EXCERPT →
■ ■ ■
On the European Union, Spies and National Prerogatives

I left the Centre d’etudes europeennes of Sciences Po in June 2011. The Centre d’etudes europeennes is a centre of research that deals with EU institutions and their functioning. It is quite a multicultural environment with indefinite political and strategic orientations, like the European Union (EU). I arrived there by chance, as a postdoc fellow. The members of the centre believed I worked on social policies and not on democratization. They thought I was, to some extent, linked to the Eastern side of Europe. I am quite strongly placed on the US side of the Atlantic, instead, especially for  foreign policy related issues.

The EU, for those of you who don’t know it, is made of 28 countries (maybe more countries in the future). I lost the count with the latest enlargement. Most of the New EU Member States are former postcommunist countries. Institutional legacies remain, but national interests between the several member states differ. These interests, however, do not always correspond to EU or other national interests. And this is probably more dangerous, as the EU foreign policy priorities are still indefinite, whilst there are clearer NATO geopolitical objectives, especially with regard to foreign and security policies.

I wrote an article on the Establishment of the European Economic and Monetary Union (EMU) in 2011. Later, I decided to visit an ex EU Commissar for completing a still ongoing article on the establishment of the European Banking Union. The name of the ex EU Commissar was Riccardo Perissich. I arrived to this name by chance. One day, I was strangely invited by a studio of lawyers that deals with privatizations (this is a topic I worked on some time ago) to the presentation of one of his book. I discharged the invitation, but kept the name of the ex Commissar in mind.

I bought and read the book instead: ‘Le Regole del Gioco’ (The Rules of the Game). This book deals with spies and their rules. They have no rules, this is the key conclusion. Spies in the EU, one might argue. I assume that connections with other secret services exist and persist. Institutional legacies and legacies of the past, one might argue. The author claims Brussels is full of these individuals, hidden in all possible offices.

Riccardo Perissich worked for several decades in a Director General for Internal Market and Industrial Affairs. This is quite a sensitive office with lots of officials working on very sensitive economic and political issues. He certainlly knew about those events I wrote in my previous article better than others. I decided to take an appointment and to talk to him at some point. I did it a couple of years later. Before, however, I conducted a long research on him, as he is a very interesting and, as I later discovered, intelligent individual.
■ ■ ■
MATERIAL SHOWN →

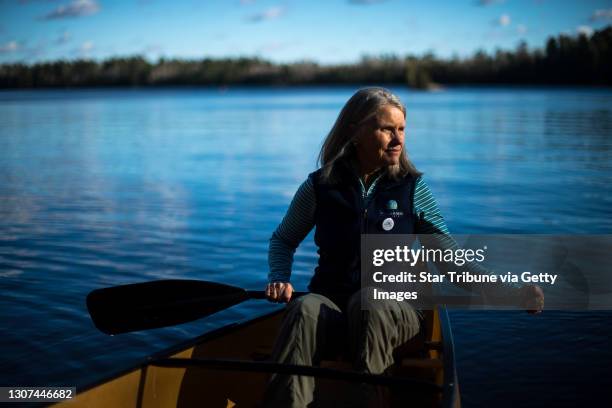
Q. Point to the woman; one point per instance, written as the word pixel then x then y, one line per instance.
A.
pixel 365 173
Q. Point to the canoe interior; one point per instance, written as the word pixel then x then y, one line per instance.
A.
pixel 152 386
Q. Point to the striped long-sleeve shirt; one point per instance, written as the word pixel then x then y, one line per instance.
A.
pixel 299 221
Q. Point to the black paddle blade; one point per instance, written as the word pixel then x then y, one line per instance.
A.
pixel 149 305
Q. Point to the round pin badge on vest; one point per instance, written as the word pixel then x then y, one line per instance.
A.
pixel 392 205
pixel 388 224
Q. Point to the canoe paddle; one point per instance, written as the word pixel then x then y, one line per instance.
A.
pixel 161 303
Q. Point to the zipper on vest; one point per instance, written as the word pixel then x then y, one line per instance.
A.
pixel 364 225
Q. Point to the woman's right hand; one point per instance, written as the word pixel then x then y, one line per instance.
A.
pixel 279 292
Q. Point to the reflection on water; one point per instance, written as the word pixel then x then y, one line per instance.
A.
pixel 103 187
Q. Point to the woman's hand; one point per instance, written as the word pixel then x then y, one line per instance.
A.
pixel 279 292
pixel 532 297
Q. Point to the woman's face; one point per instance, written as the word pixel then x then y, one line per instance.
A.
pixel 379 141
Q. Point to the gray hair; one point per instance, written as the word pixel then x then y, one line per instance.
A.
pixel 361 107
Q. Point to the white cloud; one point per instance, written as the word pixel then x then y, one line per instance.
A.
pixel 63 38
pixel 586 30
pixel 86 47
pixel 602 15
pixel 502 21
pixel 10 46
pixel 361 2
pixel 485 3
pixel 76 8
pixel 269 14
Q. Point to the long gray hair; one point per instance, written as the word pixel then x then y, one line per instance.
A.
pixel 338 145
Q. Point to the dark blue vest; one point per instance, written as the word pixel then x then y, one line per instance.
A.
pixel 341 217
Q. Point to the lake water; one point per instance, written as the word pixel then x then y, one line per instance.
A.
pixel 106 187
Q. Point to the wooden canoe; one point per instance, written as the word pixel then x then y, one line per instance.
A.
pixel 228 367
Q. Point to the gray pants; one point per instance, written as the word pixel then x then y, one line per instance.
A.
pixel 315 327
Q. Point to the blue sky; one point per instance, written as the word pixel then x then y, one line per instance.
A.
pixel 332 31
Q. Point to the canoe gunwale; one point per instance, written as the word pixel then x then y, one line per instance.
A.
pixel 293 369
pixel 448 390
pixel 450 395
pixel 143 363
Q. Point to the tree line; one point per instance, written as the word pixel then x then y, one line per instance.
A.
pixel 564 60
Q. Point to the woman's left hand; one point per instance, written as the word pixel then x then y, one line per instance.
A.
pixel 532 297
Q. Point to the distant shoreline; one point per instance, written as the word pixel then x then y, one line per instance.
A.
pixel 564 61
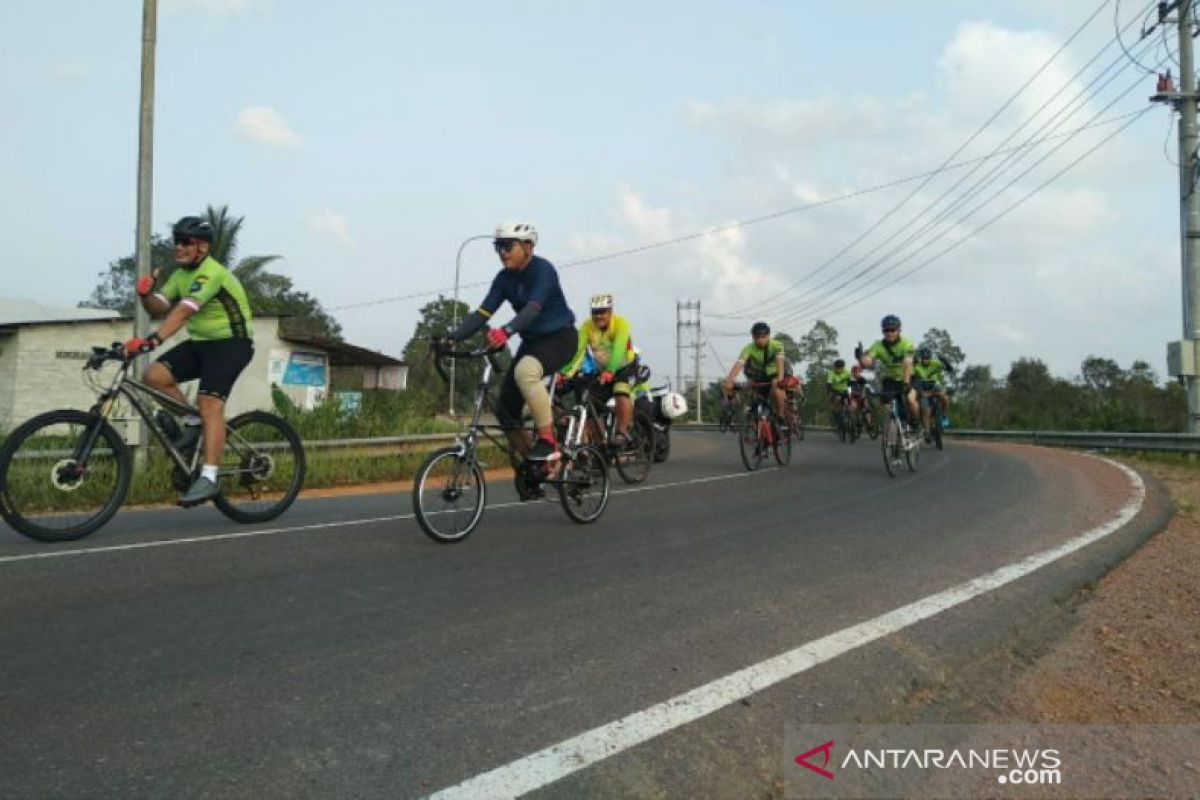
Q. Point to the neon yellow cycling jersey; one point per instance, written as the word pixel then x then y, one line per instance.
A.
pixel 838 379
pixel 891 359
pixel 611 349
pixel 215 294
pixel 760 362
pixel 931 371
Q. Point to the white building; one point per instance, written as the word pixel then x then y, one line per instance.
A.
pixel 42 352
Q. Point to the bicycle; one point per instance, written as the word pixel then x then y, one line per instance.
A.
pixel 761 433
pixel 449 491
pixel 898 444
pixel 633 459
pixel 65 473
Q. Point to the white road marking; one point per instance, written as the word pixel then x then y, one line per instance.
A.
pixel 570 756
pixel 322 525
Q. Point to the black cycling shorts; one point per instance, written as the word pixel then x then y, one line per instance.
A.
pixel 216 362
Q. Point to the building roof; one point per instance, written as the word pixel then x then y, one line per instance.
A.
pixel 342 354
pixel 18 311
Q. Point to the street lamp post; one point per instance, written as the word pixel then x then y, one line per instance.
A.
pixel 454 312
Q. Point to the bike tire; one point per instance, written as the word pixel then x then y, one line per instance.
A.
pixel 636 457
pixel 447 475
pixel 583 485
pixel 22 471
pixel 891 443
pixel 268 463
pixel 748 443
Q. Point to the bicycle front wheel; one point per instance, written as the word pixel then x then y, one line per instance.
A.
pixel 635 458
pixel 63 475
pixel 448 495
pixel 262 468
pixel 748 443
pixel 892 444
pixel 583 485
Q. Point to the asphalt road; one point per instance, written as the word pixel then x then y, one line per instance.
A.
pixel 340 653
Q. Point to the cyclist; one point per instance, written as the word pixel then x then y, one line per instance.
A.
pixel 209 300
pixel 928 371
pixel 529 283
pixel 838 386
pixel 605 337
pixel 893 354
pixel 762 361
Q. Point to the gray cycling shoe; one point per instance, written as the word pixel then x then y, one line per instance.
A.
pixel 201 491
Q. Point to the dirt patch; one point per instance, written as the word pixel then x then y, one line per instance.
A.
pixel 1134 656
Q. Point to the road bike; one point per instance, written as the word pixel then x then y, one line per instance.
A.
pixel 65 473
pixel 450 492
pixel 761 434
pixel 634 457
pixel 899 444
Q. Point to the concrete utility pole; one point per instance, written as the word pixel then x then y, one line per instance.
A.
pixel 693 324
pixel 145 164
pixel 1182 356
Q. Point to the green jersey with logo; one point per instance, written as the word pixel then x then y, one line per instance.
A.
pixel 760 362
pixel 889 360
pixel 222 311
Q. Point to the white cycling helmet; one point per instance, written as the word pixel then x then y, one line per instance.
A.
pixel 673 405
pixel 513 229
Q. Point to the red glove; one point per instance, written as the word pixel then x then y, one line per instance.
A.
pixel 497 337
pixel 137 346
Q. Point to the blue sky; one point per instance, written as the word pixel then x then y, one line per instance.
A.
pixel 365 140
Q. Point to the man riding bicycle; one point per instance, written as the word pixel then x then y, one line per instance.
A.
pixel 529 283
pixel 208 299
pixel 893 356
pixel 929 373
pixel 838 386
pixel 605 337
pixel 762 361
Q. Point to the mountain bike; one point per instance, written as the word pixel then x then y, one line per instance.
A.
pixel 633 459
pixel 449 492
pixel 761 432
pixel 899 445
pixel 65 473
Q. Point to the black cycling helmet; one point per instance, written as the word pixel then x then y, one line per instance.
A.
pixel 192 228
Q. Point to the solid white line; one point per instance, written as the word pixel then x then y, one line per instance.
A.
pixel 574 755
pixel 321 525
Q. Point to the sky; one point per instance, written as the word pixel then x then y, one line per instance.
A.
pixel 364 142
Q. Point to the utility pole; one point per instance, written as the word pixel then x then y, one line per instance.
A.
pixel 691 323
pixel 1182 356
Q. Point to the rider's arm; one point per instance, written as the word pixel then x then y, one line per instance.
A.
pixel 478 318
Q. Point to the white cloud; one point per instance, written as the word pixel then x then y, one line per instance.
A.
pixel 265 125
pixel 331 224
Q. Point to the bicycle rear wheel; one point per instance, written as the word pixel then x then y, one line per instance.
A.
pixel 448 495
pixel 583 485
pixel 892 445
pixel 49 488
pixel 748 443
pixel 635 458
pixel 262 469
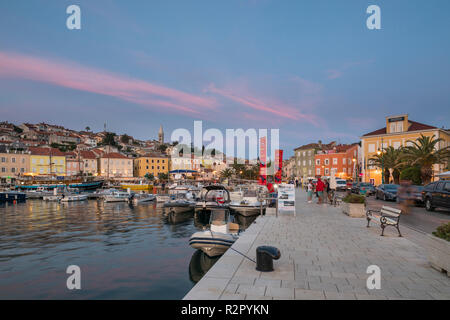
■ ■ ■
EXERCISE OBJECTIVE → Please repeat word for word the part of the essay on the EU and spies that opens with the words containing "The EU, for" and closes with "and security policies.". The data has no connection to the essay on the EU and spies.

THE SOLUTION →
The EU, for those of you who don’t know it, is made of 28 countries (maybe more countries in the future). I lost the count with the latest enlargement. Most of the New EU Member States are former postcommunist countries. Institutional legacies remain, but national interests between the several member states differ. These interests, however, do not always correspond to EU or other national interests. And this is probably more dangerous, as the EU foreign policy priorities are still indefinite, whilst there are clearer NATO geopolitical objectives, especially with regard to foreign and security policies.